Some movies should be seen twice. With Black Swan, which I saw for the second time last night, not seeing just the plot, the shocking moments, or even having the “Hey, Mila Kunis and Natalie Portman are having sex” moment enriches the viewing experience. The second time around it is more captivating, frightening, and even more poignant.

Briefly, here is what struck me as more profound after the second viewing.

Nina’s development from a childlike and naive character to a self-aware woman with a freedom of expression is wondrous. The color scheme – white, pink, gray, black – used in her bedroom, her attire and how it transforms is a symbolic development in her character. This monochromatic color scheme is also why the use of red – Beth’s lipstick, blood, and the overwhelming saturation of red in the club scene – stands out.

The costuming in Black Swan is conceptually wonderful and drenched in symbolism. How feathers and other dance costumes are carried out into the real world. When Nina wears pink, when she wears black. It all matters.

Much of Natalie Portman’s performance revolves around the physical performance – her expressions and dancing – and not her dialogue. In the film’s first moments, Nina has little spoken dialogue. She says a few meek sentences to her mother, the other dancers. She’s soft-spoken, trapped, and controlled. When Nina meets with Thomas in his office, this is the first instance in the film when she has significant dialogue and the ability to assert herself. Her conversation with Thomas is strained. She doesn’t know how to fight for what she wants and she only gets it when forced.

Barbara Hershey’s Erica clearly struggles with manic depression and other mental illnesses. I didn’t know how to process this character after the first viewing as anything other than mentally ill. Yet there is genius behind Hershey’s performance. This is a woman who never had the career that Nina has and she has molded her daughter into the dancer she dreamed of being.  There is also something to be said about Erica in comparison to Ellen Burstyn’s Sara Goldfarb in Requiem for a Dream.

Throughout the film, Lily and Nina discuss Thomas’ expression “My Little Princess” that he uses to show affection for Beth. Is it sweet? Is it creepy? Nina has no problem with it. Because her mother already has a pet name for her, “my sweet girl”. Of these two expressions, her mother’s is creepy, even frightening.

The best shot of the entire film occurs after Nina and Lily return to the apartment after their night out. Standing side by side, their images are joined and split by a mirror. In a movie all about doubling, reflections, and split personalities, this shot encompasses the entire film’s artistic conception perfectly.

Given problem 1. From the entries below, output the stretch from the line containing "Within this frame, in what area is the distant" through the line containing "[0,208,580,380]", reproducing each line with no changes.

Records provided.
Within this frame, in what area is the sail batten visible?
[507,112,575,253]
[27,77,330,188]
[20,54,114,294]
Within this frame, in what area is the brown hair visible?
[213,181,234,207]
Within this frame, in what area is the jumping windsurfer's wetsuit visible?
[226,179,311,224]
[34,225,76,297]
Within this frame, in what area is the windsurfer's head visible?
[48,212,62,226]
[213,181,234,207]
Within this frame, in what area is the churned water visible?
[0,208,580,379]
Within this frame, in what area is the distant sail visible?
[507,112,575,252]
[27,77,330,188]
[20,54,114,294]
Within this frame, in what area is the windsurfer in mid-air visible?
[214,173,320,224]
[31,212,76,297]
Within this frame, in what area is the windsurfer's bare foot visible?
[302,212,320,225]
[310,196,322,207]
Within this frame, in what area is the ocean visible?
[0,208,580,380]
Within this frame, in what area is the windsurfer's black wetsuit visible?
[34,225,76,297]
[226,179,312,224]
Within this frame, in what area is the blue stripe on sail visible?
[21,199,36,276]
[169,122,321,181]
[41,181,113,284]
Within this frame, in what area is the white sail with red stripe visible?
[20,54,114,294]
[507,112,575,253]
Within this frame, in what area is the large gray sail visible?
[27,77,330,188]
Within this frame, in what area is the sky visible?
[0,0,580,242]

* * *

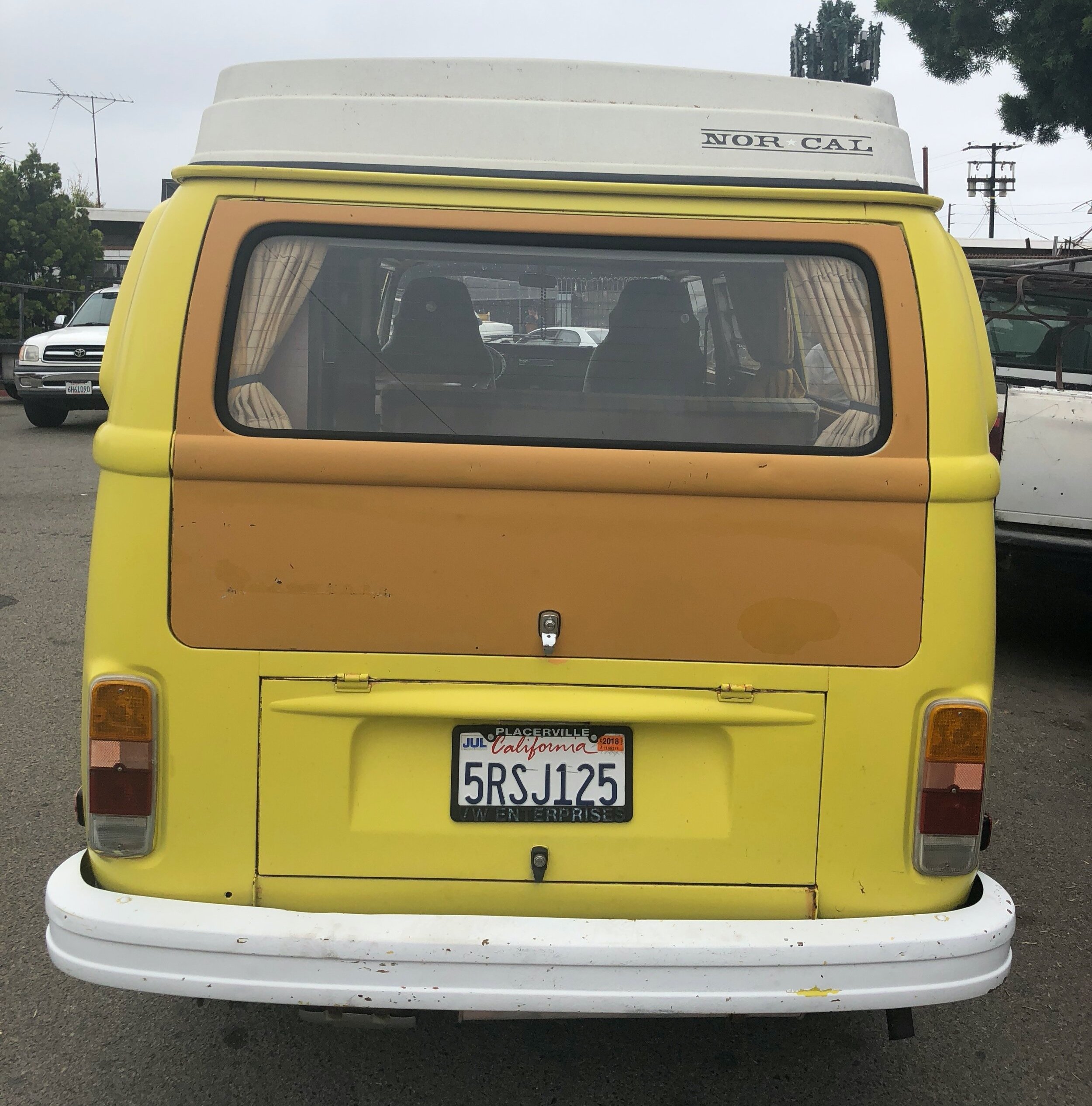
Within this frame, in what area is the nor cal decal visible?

...

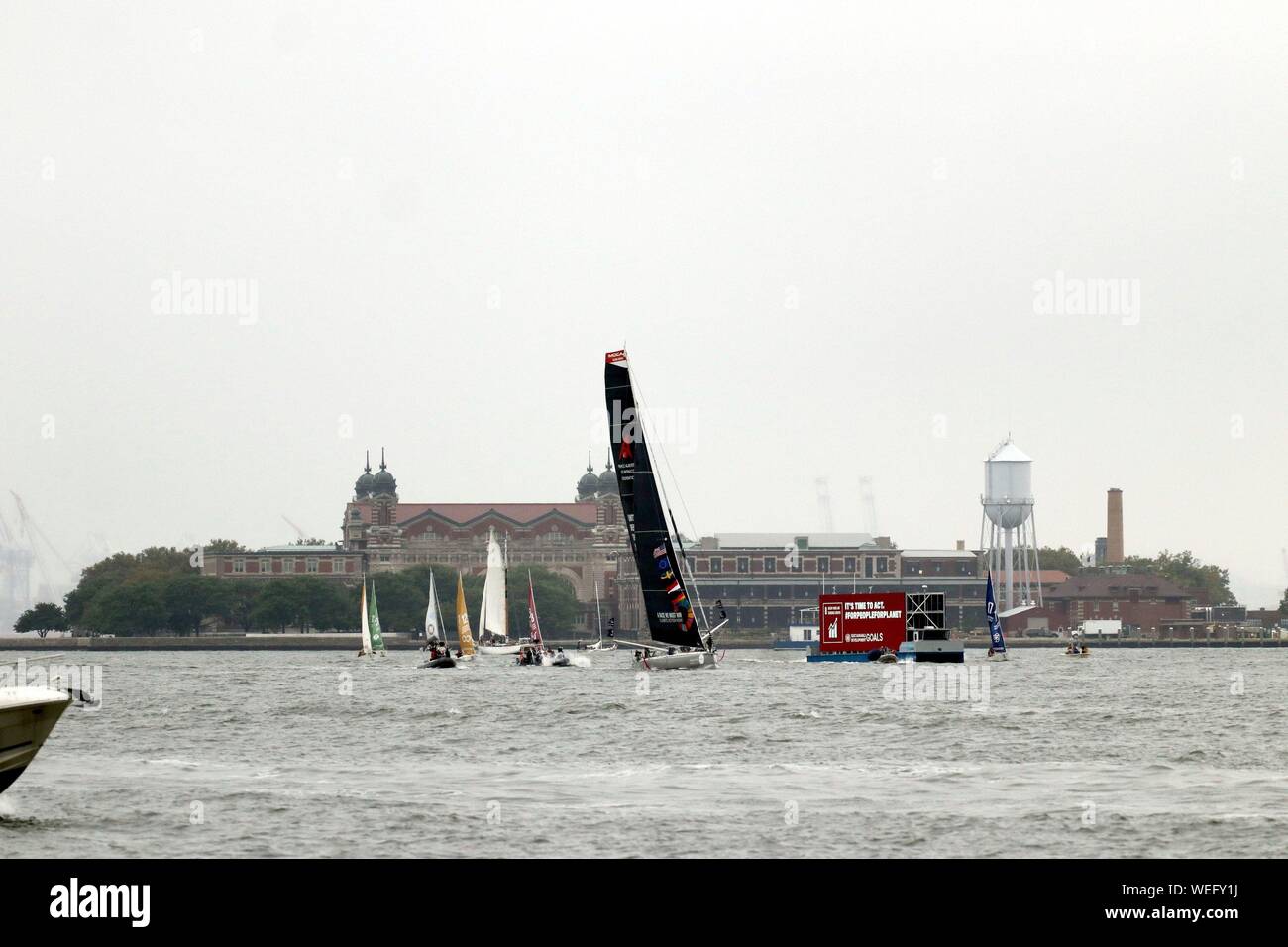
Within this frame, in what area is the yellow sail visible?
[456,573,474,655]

Given problem 2. Return the stretch of the Black Swan review from "Much of Natalie" through "it when forced.", copied word for word.

Task answer 1.
Within this frame, in what area is the distant sail visible?
[507,112,575,252]
[27,77,330,188]
[20,54,114,294]
Within this frame, in what area is the windsurfer in mid-air visible?
[214,173,320,224]
[31,212,76,297]
Within this frame, in what area is the windsurfer's bare foot visible?
[302,212,320,225]
[310,196,322,207]
Within this frame, in what area is the ocean visible?
[0,208,580,380]

Task answer 2.
Much of Natalie Portman’s performance revolves around the physical performance – her expressions and dancing – and not her dialogue. In the film’s first moments, Nina has little spoken dialogue. She says a few meek sentences to her mother, the other dancers. She’s soft-spoken, trapped, and controlled. When Nina meets with Thomas in his office, this is the first instance in the film when she has significant dialogue and the ability to assert herself. Her conversation with Thomas is strained. She doesn’t know how to fight for what she wants and she only gets it when forced.